Repeat each entry in full, exactly.

··· MATERIAL FOR THIS TASK ···

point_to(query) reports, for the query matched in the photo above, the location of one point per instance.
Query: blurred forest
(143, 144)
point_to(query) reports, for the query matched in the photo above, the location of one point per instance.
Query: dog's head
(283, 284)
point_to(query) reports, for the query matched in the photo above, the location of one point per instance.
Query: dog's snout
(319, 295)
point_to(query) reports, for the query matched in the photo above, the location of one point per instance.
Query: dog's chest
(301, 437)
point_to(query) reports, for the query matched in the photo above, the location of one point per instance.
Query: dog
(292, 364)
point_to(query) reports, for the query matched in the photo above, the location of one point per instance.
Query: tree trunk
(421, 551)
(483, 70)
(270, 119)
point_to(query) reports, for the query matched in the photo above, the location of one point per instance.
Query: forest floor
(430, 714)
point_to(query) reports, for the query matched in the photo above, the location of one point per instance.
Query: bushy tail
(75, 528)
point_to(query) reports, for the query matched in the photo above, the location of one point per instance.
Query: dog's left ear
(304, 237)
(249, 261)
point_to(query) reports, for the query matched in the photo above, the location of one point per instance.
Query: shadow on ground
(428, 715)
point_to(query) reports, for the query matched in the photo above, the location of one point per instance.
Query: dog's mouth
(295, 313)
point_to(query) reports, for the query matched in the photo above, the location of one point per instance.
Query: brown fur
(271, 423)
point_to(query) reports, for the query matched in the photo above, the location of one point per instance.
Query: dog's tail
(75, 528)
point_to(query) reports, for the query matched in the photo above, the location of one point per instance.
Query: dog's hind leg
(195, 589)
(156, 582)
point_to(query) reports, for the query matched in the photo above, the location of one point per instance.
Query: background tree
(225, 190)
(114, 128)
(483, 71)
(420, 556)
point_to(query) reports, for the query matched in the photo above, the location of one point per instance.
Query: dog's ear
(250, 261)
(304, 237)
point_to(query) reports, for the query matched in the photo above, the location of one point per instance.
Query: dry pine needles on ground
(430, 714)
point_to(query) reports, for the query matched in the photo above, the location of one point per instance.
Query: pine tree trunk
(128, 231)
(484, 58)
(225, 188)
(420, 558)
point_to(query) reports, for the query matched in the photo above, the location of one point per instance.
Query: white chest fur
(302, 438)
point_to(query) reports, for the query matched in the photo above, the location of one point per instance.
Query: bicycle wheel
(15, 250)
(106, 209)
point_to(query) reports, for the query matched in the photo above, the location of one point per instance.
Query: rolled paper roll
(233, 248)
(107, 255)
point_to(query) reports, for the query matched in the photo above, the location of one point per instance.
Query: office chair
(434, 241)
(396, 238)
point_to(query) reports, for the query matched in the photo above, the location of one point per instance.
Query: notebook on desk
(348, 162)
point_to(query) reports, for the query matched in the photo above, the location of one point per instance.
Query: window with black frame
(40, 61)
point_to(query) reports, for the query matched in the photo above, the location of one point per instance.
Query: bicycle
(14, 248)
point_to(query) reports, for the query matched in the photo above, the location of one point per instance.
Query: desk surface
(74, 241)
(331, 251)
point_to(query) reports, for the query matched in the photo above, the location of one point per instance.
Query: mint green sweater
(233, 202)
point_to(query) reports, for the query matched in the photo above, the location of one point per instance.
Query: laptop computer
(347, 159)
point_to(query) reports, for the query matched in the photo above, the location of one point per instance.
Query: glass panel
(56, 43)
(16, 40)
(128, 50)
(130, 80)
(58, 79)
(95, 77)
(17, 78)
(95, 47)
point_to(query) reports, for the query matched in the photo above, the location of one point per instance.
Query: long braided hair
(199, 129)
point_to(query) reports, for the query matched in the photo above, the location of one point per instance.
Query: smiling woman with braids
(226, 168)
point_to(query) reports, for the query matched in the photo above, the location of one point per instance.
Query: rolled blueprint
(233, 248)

···

RESPONSE BELOW —
point_to(query) reports, for the query matched in the photo above, the location of one point per instance.
Query: blurred forest
(143, 144)
point_to(query) reports, for the query matched in the photo above, the location of one point per instance.
Query: dog's head
(283, 284)
point_to(query) reports, for the query matched in the photo above, the location of one point per instance.
Query: dog's snout
(319, 295)
point_to(query) reports, for the query matched in the photo above, the location of one point per instance.
Query: dog's chest
(301, 437)
point_to(query) reports, for the query matched in the photo above, the location of one point per instance.
Query: dog
(292, 364)
point_to(query) reports, for the query matched in the photo above, the location of one point per instance.
Query: tree trunk
(421, 551)
(483, 70)
(270, 119)
point_to(query) reports, for the query matched in the photo above, the location of one point per instance.
Query: forest floor
(430, 714)
point_to(query) reports, for the query matched in the photo above, the location of one point per instance.
Query: bushy tail
(75, 528)
point_to(query) reports, for the query matched in the photo above, the location of one point per instance.
Query: dog's left ear
(304, 237)
(249, 261)
point_to(query) reports, for the query matched in the photo above, the location of one point per instance.
Query: shadow on ground
(428, 715)
point_to(query) reports, for the query matched in the photo above, the location of one point per instance.
Query: dog's mouth
(295, 313)
point_to(query) reports, for the query matched in the photo above, the location of one point per instance.
Query: brown fur
(271, 423)
point_to(query) reports, for the query matched in the photo above, the location of one point per instance.
Query: dog's tail
(75, 528)
point_to(query) reports, for the query matched in the photo above, the location of one point per instance.
Query: dog's hind leg
(195, 589)
(156, 582)
point_to(query) reports, for the query matched in the photo above, the location of one point per instance.
Query: background tree
(225, 190)
(114, 128)
(483, 71)
(420, 556)
point_to(query) reports, for the query matched in the photo above, the location of one point per instance.
Query: dog's ear
(250, 261)
(304, 237)
point_to(query) reports, for the query matched in the photo above, the location of one point per instance.
Query: dry pine needles on ground
(430, 714)
point_to(query) reports, for the query matched in the photo above, the location of one point per instance.
Query: pine tree trunk
(128, 231)
(484, 58)
(225, 188)
(420, 558)
point_to(query) reports, for the query matched in the photo above, the location of one point per instance.
Query: white chest fur
(302, 438)
point_to(query) reports, for the query matched in the photo above, the location of one point per instance.
Query: bicycle wheel
(15, 250)
(106, 209)
point_to(query) reports, for the query matched in the photo above, the location of one point per instance.
Query: rolled paper roll
(233, 248)
(107, 255)
point_to(query) reports, for the query matched in the photo above, the location of one point per instance.
Query: office chair
(434, 241)
(396, 238)
point_to(query) reports, for the query matched in the photo above, the location of one point per instance.
Query: notebook on desk
(348, 162)
point_to(query) reports, for the query matched in the photo above, the location of one point per instance.
Query: window with black frame
(40, 61)
point_to(query) reports, for the query matched in the photo above, the location of one point per instance.
Query: bicycle
(14, 248)
point_to(query) reports, for the query matched in the photo above, the location of one point per instance.
Query: desk surface
(74, 241)
(331, 251)
point_to(query) reports, for the query matched in the photo above, the location of one point per instance.
Query: mint green sweater
(233, 202)
point_to(query) reports, for the query matched in the photo above, the location of one point per instance.
Query: laptop computer
(347, 159)
point_to(query) reports, for the query matched in the photo above, the location of one point per instance.
Query: glass panel
(56, 43)
(16, 40)
(128, 50)
(130, 80)
(58, 79)
(95, 77)
(17, 78)
(95, 47)
point_to(query) reports, for the query matched in the photo above, the location of one point per instance.
Query: long braided hair
(199, 129)
point_to(query) reports, for the query matched in the photo above, the location of one point per instance.
Query: smiling woman with braids
(226, 168)
point_to(query) reports, for the query matched in the photo above, the location of one point per instance.
Query: rolled blueprint
(233, 248)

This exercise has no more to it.